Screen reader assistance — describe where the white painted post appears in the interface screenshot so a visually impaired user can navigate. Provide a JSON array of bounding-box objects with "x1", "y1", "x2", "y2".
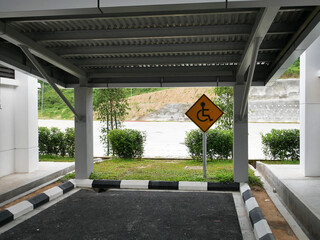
[
  {"x1": 74, "y1": 87, "x2": 93, "y2": 179},
  {"x1": 14, "y1": 71, "x2": 38, "y2": 173},
  {"x1": 300, "y1": 36, "x2": 320, "y2": 177},
  {"x1": 203, "y1": 132, "x2": 207, "y2": 179},
  {"x1": 233, "y1": 84, "x2": 248, "y2": 182}
]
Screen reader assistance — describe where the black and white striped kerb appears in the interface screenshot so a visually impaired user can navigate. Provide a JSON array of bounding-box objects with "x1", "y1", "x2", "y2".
[
  {"x1": 0, "y1": 180, "x2": 75, "y2": 228},
  {"x1": 240, "y1": 183, "x2": 275, "y2": 240},
  {"x1": 90, "y1": 180, "x2": 239, "y2": 191}
]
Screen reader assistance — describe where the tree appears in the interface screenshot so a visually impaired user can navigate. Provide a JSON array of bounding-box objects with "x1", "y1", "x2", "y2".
[
  {"x1": 93, "y1": 89, "x2": 129, "y2": 155},
  {"x1": 212, "y1": 87, "x2": 233, "y2": 130}
]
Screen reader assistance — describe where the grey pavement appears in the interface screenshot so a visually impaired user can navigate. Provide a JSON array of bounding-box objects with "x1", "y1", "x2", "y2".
[
  {"x1": 0, "y1": 162, "x2": 74, "y2": 206},
  {"x1": 257, "y1": 163, "x2": 320, "y2": 240},
  {"x1": 38, "y1": 120, "x2": 299, "y2": 159}
]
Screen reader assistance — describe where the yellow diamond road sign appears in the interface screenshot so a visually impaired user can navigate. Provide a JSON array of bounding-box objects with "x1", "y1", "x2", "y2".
[{"x1": 185, "y1": 94, "x2": 224, "y2": 132}]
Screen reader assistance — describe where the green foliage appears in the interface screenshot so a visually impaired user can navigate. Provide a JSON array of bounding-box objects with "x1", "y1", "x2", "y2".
[
  {"x1": 261, "y1": 129, "x2": 299, "y2": 160},
  {"x1": 93, "y1": 89, "x2": 129, "y2": 155},
  {"x1": 280, "y1": 58, "x2": 300, "y2": 78},
  {"x1": 64, "y1": 128, "x2": 75, "y2": 157},
  {"x1": 38, "y1": 81, "x2": 74, "y2": 119},
  {"x1": 212, "y1": 87, "x2": 233, "y2": 130},
  {"x1": 108, "y1": 129, "x2": 146, "y2": 159},
  {"x1": 248, "y1": 169, "x2": 263, "y2": 188},
  {"x1": 38, "y1": 127, "x2": 75, "y2": 157},
  {"x1": 38, "y1": 127, "x2": 51, "y2": 155},
  {"x1": 185, "y1": 129, "x2": 233, "y2": 160},
  {"x1": 38, "y1": 82, "x2": 166, "y2": 120}
]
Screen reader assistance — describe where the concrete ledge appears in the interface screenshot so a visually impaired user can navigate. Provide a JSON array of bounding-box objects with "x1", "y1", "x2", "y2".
[
  {"x1": 257, "y1": 162, "x2": 320, "y2": 240},
  {"x1": 6, "y1": 201, "x2": 33, "y2": 219},
  {"x1": 0, "y1": 162, "x2": 75, "y2": 204},
  {"x1": 120, "y1": 180, "x2": 149, "y2": 189},
  {"x1": 240, "y1": 183, "x2": 275, "y2": 240},
  {"x1": 179, "y1": 181, "x2": 207, "y2": 191},
  {"x1": 75, "y1": 179, "x2": 93, "y2": 188},
  {"x1": 43, "y1": 186, "x2": 63, "y2": 201},
  {"x1": 0, "y1": 180, "x2": 75, "y2": 228}
]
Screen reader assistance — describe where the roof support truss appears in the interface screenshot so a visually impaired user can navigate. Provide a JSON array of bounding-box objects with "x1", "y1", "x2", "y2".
[
  {"x1": 0, "y1": 21, "x2": 87, "y2": 80},
  {"x1": 236, "y1": 7, "x2": 279, "y2": 81},
  {"x1": 239, "y1": 37, "x2": 262, "y2": 120},
  {"x1": 20, "y1": 45, "x2": 81, "y2": 121}
]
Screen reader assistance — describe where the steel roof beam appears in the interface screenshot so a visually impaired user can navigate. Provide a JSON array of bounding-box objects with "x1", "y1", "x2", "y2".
[
  {"x1": 27, "y1": 23, "x2": 293, "y2": 43},
  {"x1": 236, "y1": 7, "x2": 279, "y2": 81},
  {"x1": 0, "y1": 45, "x2": 70, "y2": 87},
  {"x1": 87, "y1": 65, "x2": 269, "y2": 78},
  {"x1": 52, "y1": 40, "x2": 284, "y2": 57},
  {"x1": 266, "y1": 7, "x2": 320, "y2": 85},
  {"x1": 239, "y1": 37, "x2": 262, "y2": 120},
  {"x1": 20, "y1": 45, "x2": 81, "y2": 121},
  {"x1": 29, "y1": 24, "x2": 252, "y2": 42},
  {"x1": 0, "y1": 21, "x2": 87, "y2": 80},
  {"x1": 70, "y1": 54, "x2": 275, "y2": 66}
]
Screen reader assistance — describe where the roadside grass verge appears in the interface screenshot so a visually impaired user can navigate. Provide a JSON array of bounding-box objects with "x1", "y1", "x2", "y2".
[
  {"x1": 60, "y1": 158, "x2": 262, "y2": 187},
  {"x1": 261, "y1": 160, "x2": 299, "y2": 165},
  {"x1": 39, "y1": 155, "x2": 75, "y2": 162}
]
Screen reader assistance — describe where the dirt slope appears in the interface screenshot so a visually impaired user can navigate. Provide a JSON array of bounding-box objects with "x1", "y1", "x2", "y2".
[{"x1": 125, "y1": 87, "x2": 215, "y2": 120}]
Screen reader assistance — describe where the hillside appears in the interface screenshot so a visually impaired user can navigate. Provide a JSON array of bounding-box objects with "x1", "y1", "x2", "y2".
[{"x1": 125, "y1": 87, "x2": 215, "y2": 120}]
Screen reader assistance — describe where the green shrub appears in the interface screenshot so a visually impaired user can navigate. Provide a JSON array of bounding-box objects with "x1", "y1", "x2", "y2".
[
  {"x1": 108, "y1": 129, "x2": 146, "y2": 158},
  {"x1": 38, "y1": 127, "x2": 75, "y2": 157},
  {"x1": 261, "y1": 129, "x2": 299, "y2": 160},
  {"x1": 38, "y1": 127, "x2": 51, "y2": 155},
  {"x1": 64, "y1": 128, "x2": 75, "y2": 157},
  {"x1": 50, "y1": 127, "x2": 64, "y2": 156},
  {"x1": 185, "y1": 129, "x2": 233, "y2": 160}
]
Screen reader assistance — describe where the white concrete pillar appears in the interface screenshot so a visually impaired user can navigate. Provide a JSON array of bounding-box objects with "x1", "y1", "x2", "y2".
[
  {"x1": 300, "y1": 36, "x2": 320, "y2": 176},
  {"x1": 74, "y1": 87, "x2": 93, "y2": 179},
  {"x1": 233, "y1": 84, "x2": 248, "y2": 182},
  {"x1": 14, "y1": 71, "x2": 38, "y2": 173}
]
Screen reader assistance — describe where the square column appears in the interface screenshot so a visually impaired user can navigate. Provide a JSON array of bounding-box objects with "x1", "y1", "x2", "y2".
[
  {"x1": 14, "y1": 71, "x2": 38, "y2": 173},
  {"x1": 233, "y1": 84, "x2": 248, "y2": 182},
  {"x1": 74, "y1": 87, "x2": 93, "y2": 179},
  {"x1": 300, "y1": 36, "x2": 320, "y2": 176}
]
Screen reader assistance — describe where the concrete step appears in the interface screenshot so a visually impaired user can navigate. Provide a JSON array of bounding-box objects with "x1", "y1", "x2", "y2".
[{"x1": 0, "y1": 162, "x2": 74, "y2": 206}]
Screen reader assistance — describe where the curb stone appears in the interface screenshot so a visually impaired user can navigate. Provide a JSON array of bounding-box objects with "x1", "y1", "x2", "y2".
[
  {"x1": 240, "y1": 183, "x2": 275, "y2": 240},
  {"x1": 0, "y1": 180, "x2": 76, "y2": 227}
]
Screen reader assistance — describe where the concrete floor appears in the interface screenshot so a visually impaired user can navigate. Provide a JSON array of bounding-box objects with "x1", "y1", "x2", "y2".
[
  {"x1": 0, "y1": 162, "x2": 74, "y2": 206},
  {"x1": 257, "y1": 163, "x2": 320, "y2": 240}
]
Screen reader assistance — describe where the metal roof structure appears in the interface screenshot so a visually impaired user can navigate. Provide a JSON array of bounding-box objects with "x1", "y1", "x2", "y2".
[{"x1": 0, "y1": 1, "x2": 320, "y2": 88}]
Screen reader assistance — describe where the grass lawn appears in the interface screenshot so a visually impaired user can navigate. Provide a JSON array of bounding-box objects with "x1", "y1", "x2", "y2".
[
  {"x1": 261, "y1": 160, "x2": 299, "y2": 165},
  {"x1": 61, "y1": 158, "x2": 262, "y2": 187},
  {"x1": 39, "y1": 155, "x2": 75, "y2": 162}
]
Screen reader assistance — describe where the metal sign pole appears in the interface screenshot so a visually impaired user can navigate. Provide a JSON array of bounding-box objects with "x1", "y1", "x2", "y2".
[{"x1": 203, "y1": 131, "x2": 207, "y2": 179}]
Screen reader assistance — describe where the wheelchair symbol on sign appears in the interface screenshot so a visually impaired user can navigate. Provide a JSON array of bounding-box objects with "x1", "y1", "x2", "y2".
[{"x1": 197, "y1": 102, "x2": 213, "y2": 122}]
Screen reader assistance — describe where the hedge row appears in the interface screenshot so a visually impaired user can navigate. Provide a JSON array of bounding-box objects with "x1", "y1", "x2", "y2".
[
  {"x1": 185, "y1": 129, "x2": 233, "y2": 160},
  {"x1": 39, "y1": 127, "x2": 75, "y2": 157},
  {"x1": 185, "y1": 128, "x2": 299, "y2": 161},
  {"x1": 261, "y1": 129, "x2": 299, "y2": 160}
]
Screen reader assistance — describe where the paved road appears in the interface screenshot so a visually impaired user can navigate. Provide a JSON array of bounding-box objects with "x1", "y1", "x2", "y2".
[
  {"x1": 0, "y1": 189, "x2": 243, "y2": 240},
  {"x1": 38, "y1": 120, "x2": 299, "y2": 159}
]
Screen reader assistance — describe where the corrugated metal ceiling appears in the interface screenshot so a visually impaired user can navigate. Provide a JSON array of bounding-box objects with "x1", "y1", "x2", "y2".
[{"x1": 0, "y1": 6, "x2": 318, "y2": 87}]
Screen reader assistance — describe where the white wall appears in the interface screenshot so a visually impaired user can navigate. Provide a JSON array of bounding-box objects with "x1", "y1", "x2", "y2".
[
  {"x1": 0, "y1": 71, "x2": 38, "y2": 178},
  {"x1": 300, "y1": 36, "x2": 320, "y2": 176}
]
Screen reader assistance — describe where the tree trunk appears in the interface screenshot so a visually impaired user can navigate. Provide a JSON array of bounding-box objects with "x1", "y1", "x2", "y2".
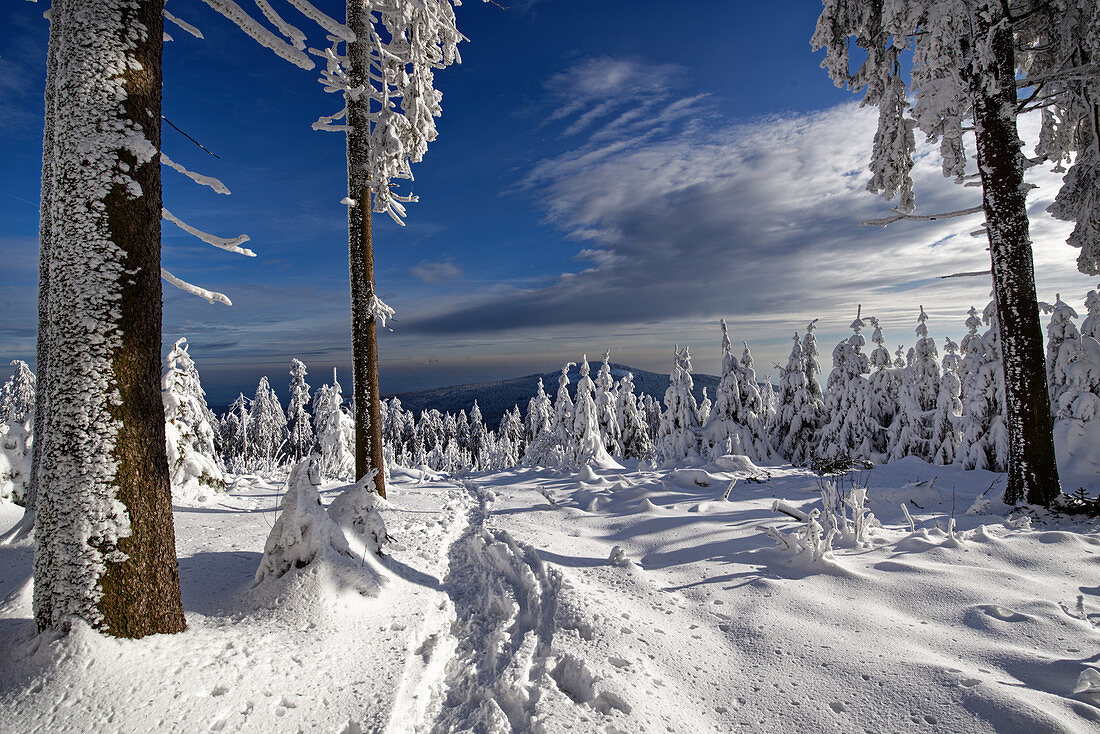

=====

* Work request
Your output should be only the lines from the line with "Screen reader assistance — describe where the paved" through the end of the data, exactly as they stand, and no pictures.

* Output of the exercise
Screen reader assistance — describe where the paved road appears in the interface screenshot so a visually impaired user can navigate. Provide a JSON array of bounding-box objects with "x1", "y1", "x2", "y2".
[
  {"x1": 0, "y1": 189, "x2": 243, "y2": 240},
  {"x1": 38, "y1": 120, "x2": 299, "y2": 159}
]
Screen reader assistance — describe where the corrugated metal ceiling appears in the interface screenshot so a visually impaired user can navigate. Provide a JSON array of bounding-box objects with "x1", "y1", "x2", "y2".
[{"x1": 0, "y1": 6, "x2": 318, "y2": 87}]
Screen reader assistance — describe where the white wall appears in the interface screenshot so a visually impaired user can navigate. Provide a JSON array of bounding-box objects with "x1", "y1", "x2", "y2".
[
  {"x1": 0, "y1": 71, "x2": 38, "y2": 178},
  {"x1": 300, "y1": 36, "x2": 320, "y2": 176}
]
Screen reader assistance — describe where the tree trunk appears in the interface screenshot so a visually impaired user can navigate. Provide a JSON array of bounding-box objects with "x1", "y1", "x2", "y2".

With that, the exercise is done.